◆ The exercise
Extract each line below that contains the string "wildflower", and copy those lines in full.
+++ Given entries
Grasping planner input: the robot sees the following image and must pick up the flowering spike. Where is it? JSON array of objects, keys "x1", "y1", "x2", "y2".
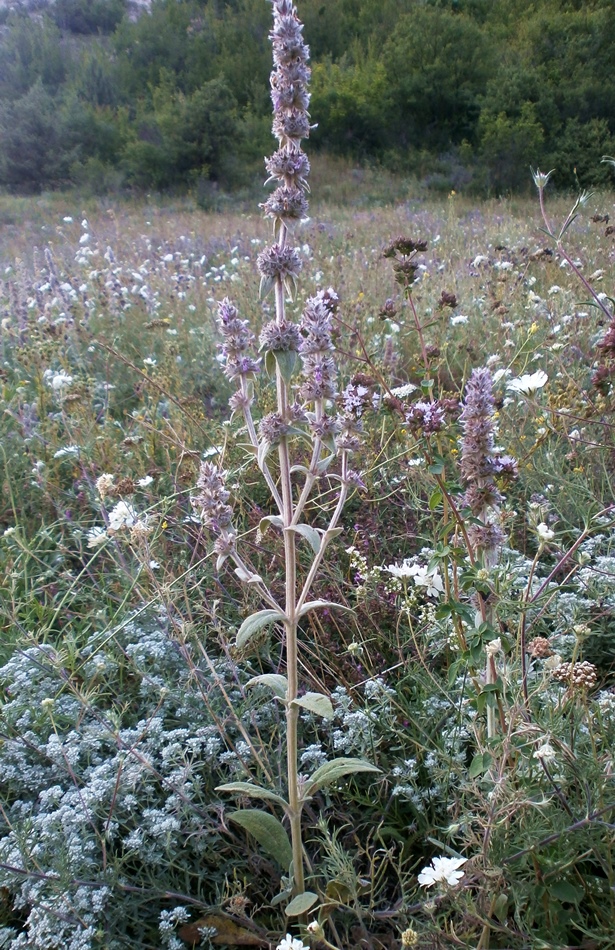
[{"x1": 460, "y1": 367, "x2": 516, "y2": 563}]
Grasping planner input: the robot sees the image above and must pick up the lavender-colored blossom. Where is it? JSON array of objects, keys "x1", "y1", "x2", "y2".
[
  {"x1": 261, "y1": 185, "x2": 308, "y2": 227},
  {"x1": 256, "y1": 244, "x2": 302, "y2": 297},
  {"x1": 265, "y1": 148, "x2": 310, "y2": 188},
  {"x1": 459, "y1": 367, "x2": 495, "y2": 482},
  {"x1": 310, "y1": 415, "x2": 341, "y2": 439},
  {"x1": 190, "y1": 462, "x2": 235, "y2": 547},
  {"x1": 299, "y1": 291, "x2": 337, "y2": 402},
  {"x1": 218, "y1": 297, "x2": 260, "y2": 379},
  {"x1": 259, "y1": 320, "x2": 301, "y2": 353},
  {"x1": 258, "y1": 412, "x2": 290, "y2": 445},
  {"x1": 459, "y1": 367, "x2": 516, "y2": 564},
  {"x1": 406, "y1": 400, "x2": 444, "y2": 435}
]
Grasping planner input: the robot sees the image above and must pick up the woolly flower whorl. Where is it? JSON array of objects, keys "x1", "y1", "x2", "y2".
[
  {"x1": 459, "y1": 367, "x2": 495, "y2": 482},
  {"x1": 218, "y1": 297, "x2": 260, "y2": 379}
]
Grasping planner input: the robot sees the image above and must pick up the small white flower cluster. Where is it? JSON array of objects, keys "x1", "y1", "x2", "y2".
[
  {"x1": 385, "y1": 560, "x2": 444, "y2": 598},
  {"x1": 418, "y1": 857, "x2": 468, "y2": 887}
]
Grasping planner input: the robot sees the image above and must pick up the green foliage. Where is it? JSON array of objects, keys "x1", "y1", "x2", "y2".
[
  {"x1": 51, "y1": 0, "x2": 126, "y2": 35},
  {"x1": 478, "y1": 102, "x2": 545, "y2": 193},
  {"x1": 0, "y1": 0, "x2": 615, "y2": 193},
  {"x1": 0, "y1": 80, "x2": 79, "y2": 191},
  {"x1": 121, "y1": 74, "x2": 239, "y2": 190}
]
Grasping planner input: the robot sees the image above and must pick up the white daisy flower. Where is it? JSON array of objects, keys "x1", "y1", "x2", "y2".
[{"x1": 418, "y1": 857, "x2": 467, "y2": 887}]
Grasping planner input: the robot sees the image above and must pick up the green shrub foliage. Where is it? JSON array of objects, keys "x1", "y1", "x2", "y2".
[{"x1": 0, "y1": 0, "x2": 615, "y2": 193}]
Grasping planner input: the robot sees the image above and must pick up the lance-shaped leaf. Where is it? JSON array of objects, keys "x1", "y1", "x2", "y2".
[
  {"x1": 246, "y1": 673, "x2": 288, "y2": 699},
  {"x1": 235, "y1": 609, "x2": 284, "y2": 649},
  {"x1": 258, "y1": 515, "x2": 284, "y2": 534},
  {"x1": 273, "y1": 350, "x2": 299, "y2": 383},
  {"x1": 214, "y1": 782, "x2": 288, "y2": 808},
  {"x1": 299, "y1": 600, "x2": 354, "y2": 617},
  {"x1": 235, "y1": 567, "x2": 263, "y2": 584},
  {"x1": 284, "y1": 524, "x2": 322, "y2": 554},
  {"x1": 284, "y1": 891, "x2": 318, "y2": 917},
  {"x1": 291, "y1": 693, "x2": 333, "y2": 719},
  {"x1": 228, "y1": 808, "x2": 293, "y2": 871},
  {"x1": 305, "y1": 758, "x2": 380, "y2": 796}
]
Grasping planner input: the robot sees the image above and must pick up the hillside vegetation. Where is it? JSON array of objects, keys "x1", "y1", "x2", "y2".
[{"x1": 0, "y1": 0, "x2": 615, "y2": 195}]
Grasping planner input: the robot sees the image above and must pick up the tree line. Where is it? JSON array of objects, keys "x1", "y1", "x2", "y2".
[{"x1": 0, "y1": 0, "x2": 615, "y2": 193}]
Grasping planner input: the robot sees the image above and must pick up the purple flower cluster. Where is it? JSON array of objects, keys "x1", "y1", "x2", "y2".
[
  {"x1": 262, "y1": 0, "x2": 310, "y2": 236},
  {"x1": 459, "y1": 367, "x2": 516, "y2": 562},
  {"x1": 406, "y1": 400, "x2": 444, "y2": 435},
  {"x1": 299, "y1": 290, "x2": 338, "y2": 402},
  {"x1": 218, "y1": 297, "x2": 260, "y2": 379},
  {"x1": 190, "y1": 462, "x2": 235, "y2": 555}
]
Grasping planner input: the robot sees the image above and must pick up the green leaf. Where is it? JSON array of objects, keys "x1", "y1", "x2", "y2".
[
  {"x1": 284, "y1": 891, "x2": 318, "y2": 917},
  {"x1": 235, "y1": 610, "x2": 284, "y2": 650},
  {"x1": 235, "y1": 567, "x2": 263, "y2": 584},
  {"x1": 493, "y1": 894, "x2": 508, "y2": 924},
  {"x1": 246, "y1": 673, "x2": 288, "y2": 699},
  {"x1": 265, "y1": 350, "x2": 276, "y2": 376},
  {"x1": 214, "y1": 782, "x2": 288, "y2": 808},
  {"x1": 228, "y1": 812, "x2": 293, "y2": 870},
  {"x1": 548, "y1": 881, "x2": 585, "y2": 904},
  {"x1": 316, "y1": 452, "x2": 337, "y2": 475},
  {"x1": 468, "y1": 752, "x2": 493, "y2": 778},
  {"x1": 429, "y1": 488, "x2": 442, "y2": 511},
  {"x1": 256, "y1": 442, "x2": 271, "y2": 471},
  {"x1": 306, "y1": 758, "x2": 380, "y2": 795},
  {"x1": 325, "y1": 881, "x2": 352, "y2": 904},
  {"x1": 273, "y1": 350, "x2": 299, "y2": 383},
  {"x1": 271, "y1": 887, "x2": 293, "y2": 907},
  {"x1": 291, "y1": 693, "x2": 333, "y2": 719},
  {"x1": 299, "y1": 600, "x2": 354, "y2": 617},
  {"x1": 258, "y1": 515, "x2": 284, "y2": 534},
  {"x1": 285, "y1": 524, "x2": 322, "y2": 554}
]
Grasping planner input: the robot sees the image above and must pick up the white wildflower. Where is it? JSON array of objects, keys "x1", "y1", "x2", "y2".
[
  {"x1": 391, "y1": 383, "x2": 417, "y2": 399},
  {"x1": 414, "y1": 567, "x2": 444, "y2": 597},
  {"x1": 534, "y1": 740, "x2": 557, "y2": 762},
  {"x1": 536, "y1": 521, "x2": 555, "y2": 544},
  {"x1": 109, "y1": 501, "x2": 137, "y2": 531},
  {"x1": 53, "y1": 445, "x2": 80, "y2": 459},
  {"x1": 276, "y1": 934, "x2": 308, "y2": 950},
  {"x1": 418, "y1": 857, "x2": 467, "y2": 887},
  {"x1": 385, "y1": 560, "x2": 419, "y2": 580},
  {"x1": 87, "y1": 527, "x2": 107, "y2": 548},
  {"x1": 43, "y1": 369, "x2": 73, "y2": 394},
  {"x1": 485, "y1": 637, "x2": 503, "y2": 656},
  {"x1": 506, "y1": 369, "x2": 549, "y2": 396}
]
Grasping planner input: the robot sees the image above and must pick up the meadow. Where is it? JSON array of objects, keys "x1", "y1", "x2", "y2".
[{"x1": 0, "y1": 151, "x2": 615, "y2": 950}]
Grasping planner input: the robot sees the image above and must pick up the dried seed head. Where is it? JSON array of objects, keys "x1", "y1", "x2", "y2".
[
  {"x1": 527, "y1": 637, "x2": 553, "y2": 660},
  {"x1": 553, "y1": 660, "x2": 598, "y2": 689}
]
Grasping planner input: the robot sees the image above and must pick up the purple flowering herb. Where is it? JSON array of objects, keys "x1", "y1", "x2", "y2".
[{"x1": 459, "y1": 367, "x2": 514, "y2": 567}]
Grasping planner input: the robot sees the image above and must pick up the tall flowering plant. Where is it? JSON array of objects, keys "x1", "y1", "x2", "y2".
[{"x1": 192, "y1": 0, "x2": 378, "y2": 917}]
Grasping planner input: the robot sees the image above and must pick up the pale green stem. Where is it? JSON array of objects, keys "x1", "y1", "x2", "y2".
[
  {"x1": 241, "y1": 376, "x2": 282, "y2": 514},
  {"x1": 293, "y1": 399, "x2": 323, "y2": 524},
  {"x1": 275, "y1": 225, "x2": 305, "y2": 895},
  {"x1": 298, "y1": 452, "x2": 348, "y2": 613}
]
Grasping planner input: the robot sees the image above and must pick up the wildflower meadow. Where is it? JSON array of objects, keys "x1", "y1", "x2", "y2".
[{"x1": 0, "y1": 0, "x2": 615, "y2": 950}]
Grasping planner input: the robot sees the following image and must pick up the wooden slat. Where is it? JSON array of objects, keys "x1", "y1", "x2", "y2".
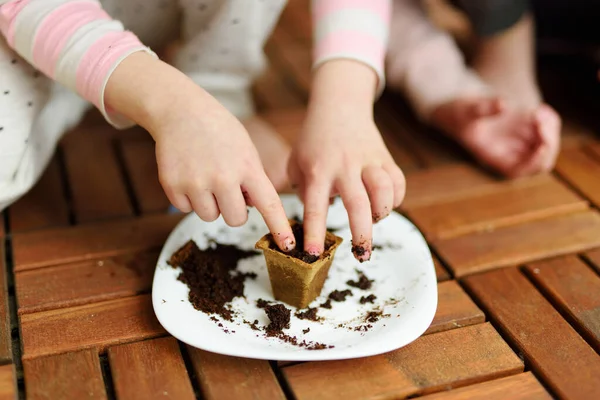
[
  {"x1": 0, "y1": 364, "x2": 17, "y2": 400},
  {"x1": 0, "y1": 241, "x2": 12, "y2": 363},
  {"x1": 20, "y1": 295, "x2": 165, "y2": 359},
  {"x1": 375, "y1": 101, "x2": 466, "y2": 168},
  {"x1": 120, "y1": 140, "x2": 170, "y2": 214},
  {"x1": 374, "y1": 107, "x2": 421, "y2": 174},
  {"x1": 15, "y1": 251, "x2": 158, "y2": 314},
  {"x1": 23, "y1": 349, "x2": 107, "y2": 400},
  {"x1": 266, "y1": 26, "x2": 312, "y2": 93},
  {"x1": 10, "y1": 157, "x2": 69, "y2": 232},
  {"x1": 402, "y1": 164, "x2": 499, "y2": 209},
  {"x1": 408, "y1": 175, "x2": 588, "y2": 239},
  {"x1": 556, "y1": 148, "x2": 600, "y2": 206},
  {"x1": 254, "y1": 68, "x2": 304, "y2": 112},
  {"x1": 465, "y1": 268, "x2": 600, "y2": 399},
  {"x1": 188, "y1": 346, "x2": 285, "y2": 400},
  {"x1": 584, "y1": 249, "x2": 600, "y2": 274},
  {"x1": 62, "y1": 128, "x2": 133, "y2": 222},
  {"x1": 108, "y1": 337, "x2": 196, "y2": 400},
  {"x1": 279, "y1": 0, "x2": 312, "y2": 45},
  {"x1": 432, "y1": 255, "x2": 450, "y2": 282},
  {"x1": 526, "y1": 256, "x2": 600, "y2": 353},
  {"x1": 283, "y1": 324, "x2": 523, "y2": 400},
  {"x1": 422, "y1": 372, "x2": 552, "y2": 400},
  {"x1": 434, "y1": 211, "x2": 600, "y2": 277},
  {"x1": 12, "y1": 215, "x2": 182, "y2": 271},
  {"x1": 426, "y1": 281, "x2": 485, "y2": 333}
]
++++++
◆ Written solution
Grasping planner input: the robot sees the image above and must pick up the white wildflower. Where is it? JSON array of objects, keys "x1", "y1", "x2", "y2".
Grasping planner input: the robot sees the image above and must pick up the wildflower meadow. Where is it? JSON array of objects, keys "x1", "y1", "x2", "y2".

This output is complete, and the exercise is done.